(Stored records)
====

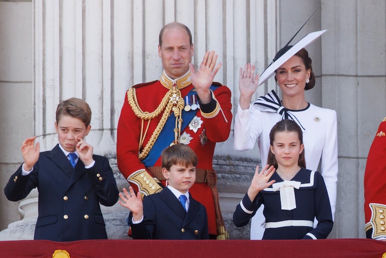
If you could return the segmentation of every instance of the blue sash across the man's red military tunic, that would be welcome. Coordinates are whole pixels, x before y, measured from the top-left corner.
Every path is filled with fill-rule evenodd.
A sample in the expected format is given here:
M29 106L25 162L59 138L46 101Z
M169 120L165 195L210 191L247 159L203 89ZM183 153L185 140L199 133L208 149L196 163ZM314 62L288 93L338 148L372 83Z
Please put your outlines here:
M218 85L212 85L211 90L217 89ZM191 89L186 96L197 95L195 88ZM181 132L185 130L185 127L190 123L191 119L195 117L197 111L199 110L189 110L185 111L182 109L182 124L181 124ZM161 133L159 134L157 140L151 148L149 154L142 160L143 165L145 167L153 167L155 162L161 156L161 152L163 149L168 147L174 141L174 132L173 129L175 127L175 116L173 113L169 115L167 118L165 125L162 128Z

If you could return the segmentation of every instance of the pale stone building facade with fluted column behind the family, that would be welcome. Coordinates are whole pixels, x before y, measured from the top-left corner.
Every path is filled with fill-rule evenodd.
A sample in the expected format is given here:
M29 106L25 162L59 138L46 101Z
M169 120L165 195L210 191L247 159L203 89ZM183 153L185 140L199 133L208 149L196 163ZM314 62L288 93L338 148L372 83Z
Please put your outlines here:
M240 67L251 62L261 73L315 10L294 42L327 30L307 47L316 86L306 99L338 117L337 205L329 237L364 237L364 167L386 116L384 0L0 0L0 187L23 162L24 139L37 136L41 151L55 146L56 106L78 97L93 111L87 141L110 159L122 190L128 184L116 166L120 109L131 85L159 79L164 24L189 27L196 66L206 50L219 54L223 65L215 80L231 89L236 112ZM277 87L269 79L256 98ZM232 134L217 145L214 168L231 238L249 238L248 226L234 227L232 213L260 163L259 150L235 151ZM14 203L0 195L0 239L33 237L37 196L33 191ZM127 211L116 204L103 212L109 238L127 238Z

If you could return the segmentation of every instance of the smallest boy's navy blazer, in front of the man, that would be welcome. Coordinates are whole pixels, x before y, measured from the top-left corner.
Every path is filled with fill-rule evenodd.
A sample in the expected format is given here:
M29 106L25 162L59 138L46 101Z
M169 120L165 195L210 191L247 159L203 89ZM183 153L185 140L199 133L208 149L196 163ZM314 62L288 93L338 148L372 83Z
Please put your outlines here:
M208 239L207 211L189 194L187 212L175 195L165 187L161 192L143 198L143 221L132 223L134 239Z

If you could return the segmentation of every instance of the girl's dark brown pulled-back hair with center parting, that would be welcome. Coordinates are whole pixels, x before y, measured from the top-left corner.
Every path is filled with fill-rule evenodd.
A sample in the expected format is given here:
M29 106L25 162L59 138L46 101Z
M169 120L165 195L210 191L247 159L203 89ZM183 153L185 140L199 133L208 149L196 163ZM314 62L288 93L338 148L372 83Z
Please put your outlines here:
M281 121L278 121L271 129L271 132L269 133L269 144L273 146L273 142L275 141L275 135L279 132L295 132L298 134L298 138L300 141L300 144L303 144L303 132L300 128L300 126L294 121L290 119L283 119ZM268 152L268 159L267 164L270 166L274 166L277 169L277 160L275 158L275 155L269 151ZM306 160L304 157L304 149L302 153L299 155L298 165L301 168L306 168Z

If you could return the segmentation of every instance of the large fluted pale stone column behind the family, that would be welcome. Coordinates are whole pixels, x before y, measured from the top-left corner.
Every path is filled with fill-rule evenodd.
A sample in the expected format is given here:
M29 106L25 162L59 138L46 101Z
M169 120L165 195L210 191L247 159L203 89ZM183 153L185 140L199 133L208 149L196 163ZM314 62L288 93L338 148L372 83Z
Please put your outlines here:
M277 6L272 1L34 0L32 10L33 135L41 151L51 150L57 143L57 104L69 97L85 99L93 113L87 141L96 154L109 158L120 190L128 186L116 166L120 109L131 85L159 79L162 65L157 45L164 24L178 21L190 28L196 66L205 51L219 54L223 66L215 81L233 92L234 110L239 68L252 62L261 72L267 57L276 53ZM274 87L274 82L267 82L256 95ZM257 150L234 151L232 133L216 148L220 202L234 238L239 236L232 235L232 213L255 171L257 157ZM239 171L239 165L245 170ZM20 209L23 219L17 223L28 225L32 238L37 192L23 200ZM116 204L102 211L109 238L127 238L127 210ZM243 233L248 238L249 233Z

====

Please list every line of the records that contains "pale".

Reply to the task
If you could return the segmentation of every instance of the pale stone building facade with fluted column behind the family, that would be welcome. Coordinates are whole pixels, x before y, measured from the top-left corner.
If you could return the segmentation of every instance of the large fluted pale stone column behind the family, that would be welcome. Coordinates are whole pixels, x before y, measured from the top-left corner.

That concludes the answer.